- [TEXT FOR ANALYSIS]
▬▬▬
Sunday, 30 December 2012

dead body



I sat next to a dead body, once.  It looked alive, except it wasn’t.  All the colors were the same.  It didn’t stink, yet.  It was the thinnest body I had ever seen, thinner than any body I’d seen alive, with the possible exception of Maed Kake.  I sat on a stool, next to the plain wood platform used as a bed on which the body lay, the man’s parents and brother there with me, in the small cinderblock room with thin linoleum sheeting, not much thicker than drawer liner paper, covering the cement floor. 
Kaked had worked for me for almost three years.  His brother was not more than 25 or 26 years old.  I’d “loaned” him two and a half million rupiah (about $250) to help him and his parents bury the body.  Just the week before I’d loaned him about one million rupiah to pay for hospital bills.  If I’d provided all the money up front, would he still be alive?  I don’t know.
There were no tears.  The mood was no more mournful than cheerful.  It was resigned.  These people had already seen one brother, one son, die in childhood.  It was not a new event.  Besides, there were still lots of brothers left – three. 

Sunday, 18 November 2012

Trees



In my youth, as do so many, I loved to climb trees.
 
In our front yard we had a big Norfolk Island pine, sappy, scratchy, and full of ants.  Its branches were perfectly placed, at exactly the right increments, making it easy.  It was a rhythmic, even, purposeful climb, straight to the top.  In the front yard of the house of the neighbor across the street, one house down the hill, was a standard variety pine, the kind of pine with bendy branches, curving in multiple directions, so unlike the tree in our front yard, in its conical geometricity.  The neighbor’s pine had huge branches, and of course an even bigger trunk.  So big I could barely get my small limbs around it.  But I did.  I could see the ocean from high up in either tree.

In a wide undeveloped stretch of land, a mile or two down the hill from where we lived, we had a favorite tree.  It was something subtropical, suitable to southern California, but like almost everything else there, not native.  Actually, we had two favorite trees.  One sat immediately next to the road, one thick branch, nearly horizontal, stretching out over the middle of the road.  This tree provided medium sized berries, hard, inedible, perfect projectiles to launch at passing cars.  Most motorists would not notice, in their haste to return home, late afternoon, but some would stop, irate, and yell at us.  We found it funny.  The other tree sat back from the road, a bit further down the hill.  Though not a willow, it had the same drooping sensibility, foliage which thoroughly enclosed it, creating a sense of encapsulation, from the perspective of small children.  This tree was our refuge.  Me, Andrew Suttcliff, his brother Tom, and my brother Jeremy.  Occasionally the Suttcliff’s small sister, Janice, would join.  And on occasion, friends of mine from school, visiting from their too distant to walk from neighborhoods in other parts of Pacific Palisades – Morgan Stanford, Alex Kimble, Bobby Beeks, or Jarret Bowser.  The Suttoncliff’s father helped us build a tree-house in this tree capsule, high in the upper branches.  But we did most all the work.  In fact, I can only remember him being there once.  Perhaps he carted the wood there in his pickup truck, from some construction site he worked at as a contractor.
▬▬▬
- [DATASET EXTRACT]
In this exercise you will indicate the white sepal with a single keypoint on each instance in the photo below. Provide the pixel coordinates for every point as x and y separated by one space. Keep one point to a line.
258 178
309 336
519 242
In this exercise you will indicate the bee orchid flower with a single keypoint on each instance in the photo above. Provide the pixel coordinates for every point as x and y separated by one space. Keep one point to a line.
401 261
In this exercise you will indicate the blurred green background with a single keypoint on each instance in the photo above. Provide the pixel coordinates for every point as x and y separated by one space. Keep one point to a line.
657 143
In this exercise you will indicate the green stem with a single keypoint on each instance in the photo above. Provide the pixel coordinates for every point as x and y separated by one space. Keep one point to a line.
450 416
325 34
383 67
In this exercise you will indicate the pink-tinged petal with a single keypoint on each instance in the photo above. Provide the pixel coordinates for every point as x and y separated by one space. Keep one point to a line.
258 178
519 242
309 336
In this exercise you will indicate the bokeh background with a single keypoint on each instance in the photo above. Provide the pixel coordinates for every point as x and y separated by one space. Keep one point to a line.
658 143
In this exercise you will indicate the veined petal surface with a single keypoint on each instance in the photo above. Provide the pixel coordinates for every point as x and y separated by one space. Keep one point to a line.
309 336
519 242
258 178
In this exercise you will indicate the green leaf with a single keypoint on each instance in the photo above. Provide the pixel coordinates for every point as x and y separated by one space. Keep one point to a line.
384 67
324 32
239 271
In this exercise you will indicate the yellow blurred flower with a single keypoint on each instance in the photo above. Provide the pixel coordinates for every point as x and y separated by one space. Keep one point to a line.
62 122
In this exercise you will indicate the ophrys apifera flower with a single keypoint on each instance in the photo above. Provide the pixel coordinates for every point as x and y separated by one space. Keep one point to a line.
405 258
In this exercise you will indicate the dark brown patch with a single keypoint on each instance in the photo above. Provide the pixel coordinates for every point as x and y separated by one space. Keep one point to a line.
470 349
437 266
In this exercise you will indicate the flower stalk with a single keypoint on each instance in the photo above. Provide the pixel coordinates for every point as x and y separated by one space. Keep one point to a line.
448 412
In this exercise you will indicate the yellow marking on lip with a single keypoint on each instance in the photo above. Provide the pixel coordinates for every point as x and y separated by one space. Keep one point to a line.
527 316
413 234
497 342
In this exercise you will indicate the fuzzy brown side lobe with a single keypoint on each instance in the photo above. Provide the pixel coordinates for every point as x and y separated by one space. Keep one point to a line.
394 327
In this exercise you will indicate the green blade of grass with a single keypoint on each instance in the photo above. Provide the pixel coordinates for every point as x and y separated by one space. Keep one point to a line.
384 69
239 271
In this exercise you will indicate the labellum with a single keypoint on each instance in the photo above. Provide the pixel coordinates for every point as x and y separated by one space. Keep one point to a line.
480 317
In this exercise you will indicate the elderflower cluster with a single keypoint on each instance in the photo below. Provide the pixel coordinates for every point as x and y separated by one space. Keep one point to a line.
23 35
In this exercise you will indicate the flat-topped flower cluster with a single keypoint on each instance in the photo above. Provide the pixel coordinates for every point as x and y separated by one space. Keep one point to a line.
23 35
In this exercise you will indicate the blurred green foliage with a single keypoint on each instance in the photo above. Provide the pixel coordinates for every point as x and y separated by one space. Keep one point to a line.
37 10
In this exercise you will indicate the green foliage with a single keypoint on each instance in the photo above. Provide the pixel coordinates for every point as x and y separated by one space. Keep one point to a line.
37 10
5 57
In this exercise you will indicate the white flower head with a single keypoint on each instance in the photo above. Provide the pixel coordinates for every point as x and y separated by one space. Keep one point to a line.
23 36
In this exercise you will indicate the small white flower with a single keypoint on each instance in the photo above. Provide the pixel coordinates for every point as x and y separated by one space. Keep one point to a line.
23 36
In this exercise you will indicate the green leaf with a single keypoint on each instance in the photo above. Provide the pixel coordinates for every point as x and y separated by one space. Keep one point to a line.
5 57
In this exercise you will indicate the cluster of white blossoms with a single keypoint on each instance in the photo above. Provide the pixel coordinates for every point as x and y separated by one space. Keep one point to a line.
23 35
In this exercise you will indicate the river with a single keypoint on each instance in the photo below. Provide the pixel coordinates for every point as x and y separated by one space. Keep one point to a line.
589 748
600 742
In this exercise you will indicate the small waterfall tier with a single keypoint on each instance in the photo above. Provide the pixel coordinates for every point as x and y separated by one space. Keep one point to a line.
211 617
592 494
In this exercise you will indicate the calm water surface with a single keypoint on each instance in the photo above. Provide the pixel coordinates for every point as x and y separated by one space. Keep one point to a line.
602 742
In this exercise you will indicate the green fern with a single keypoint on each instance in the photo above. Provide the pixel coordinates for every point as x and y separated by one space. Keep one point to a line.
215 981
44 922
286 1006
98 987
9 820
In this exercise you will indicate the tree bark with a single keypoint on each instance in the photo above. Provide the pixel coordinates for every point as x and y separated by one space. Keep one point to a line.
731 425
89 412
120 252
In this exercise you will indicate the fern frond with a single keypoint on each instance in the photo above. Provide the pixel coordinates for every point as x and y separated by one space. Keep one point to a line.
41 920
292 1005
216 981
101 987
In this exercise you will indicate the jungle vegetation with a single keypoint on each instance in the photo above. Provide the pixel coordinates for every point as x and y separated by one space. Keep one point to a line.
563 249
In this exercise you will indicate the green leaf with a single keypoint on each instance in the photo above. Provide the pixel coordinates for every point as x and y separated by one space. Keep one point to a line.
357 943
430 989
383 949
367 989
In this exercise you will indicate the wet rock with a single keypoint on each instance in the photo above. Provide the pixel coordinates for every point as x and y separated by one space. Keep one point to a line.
▬▬▬
- [REQUIRED WORK] The blog post about trees names some friends from school who sometimes came to the refuge tree from other parts of Pacific Palisades. List all of them.

- [ANSWER SECTION] Morgan Stanford, Alex Kimble, Bobby Beeks, Jarret Bowser